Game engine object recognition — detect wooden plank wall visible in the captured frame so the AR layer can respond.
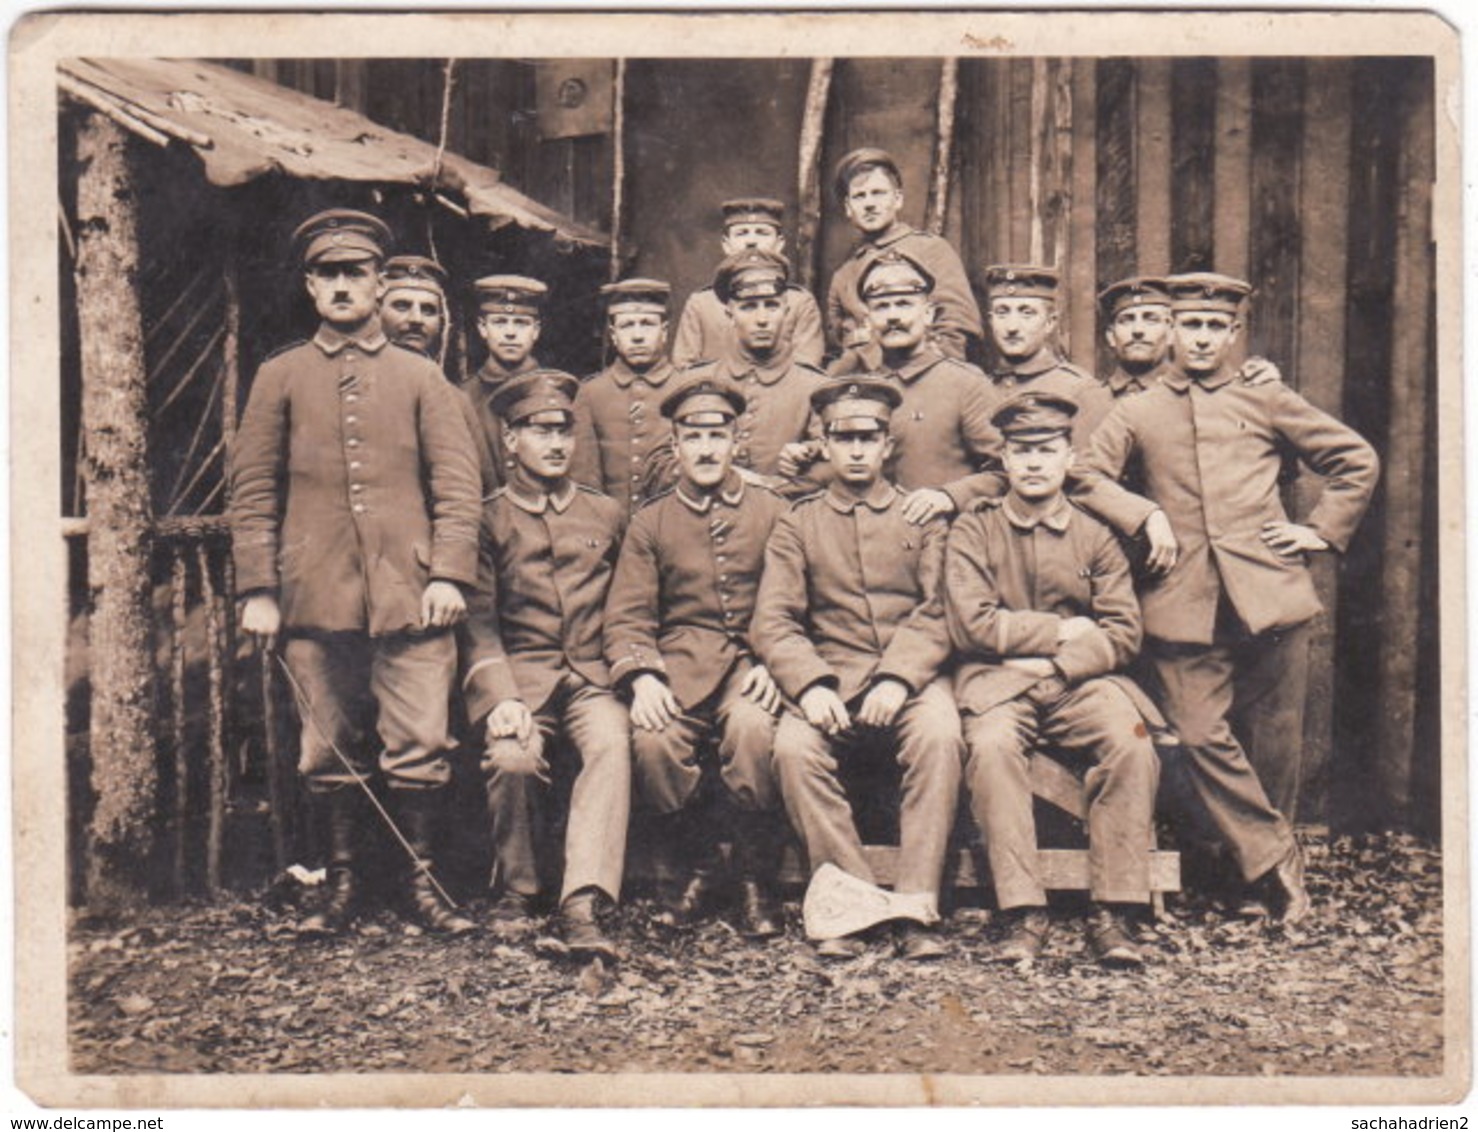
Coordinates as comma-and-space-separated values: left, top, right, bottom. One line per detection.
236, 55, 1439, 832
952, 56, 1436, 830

==

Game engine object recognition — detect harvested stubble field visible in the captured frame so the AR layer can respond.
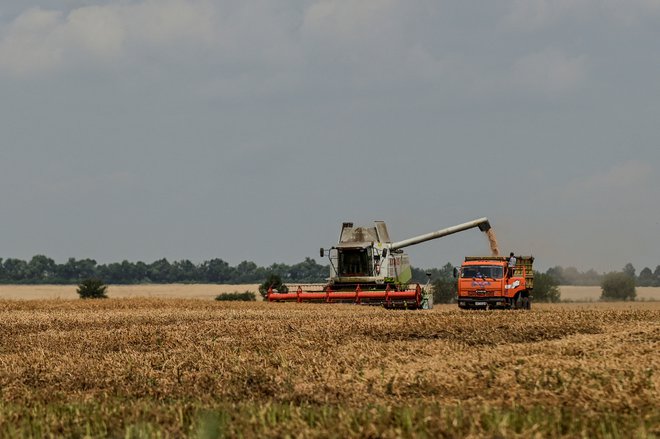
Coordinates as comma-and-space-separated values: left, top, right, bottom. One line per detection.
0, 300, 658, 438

Task prompt:
Where in the records above does the word "engine" appear? Copy each line that holds it.

Exercise response:
Game engine object recognition — detect wooden plank wall visible in the captured frame so the AR layer can respond.
Game engine object recognition — detect harvested stubble field visible in the captured frame so the AR layer can respond.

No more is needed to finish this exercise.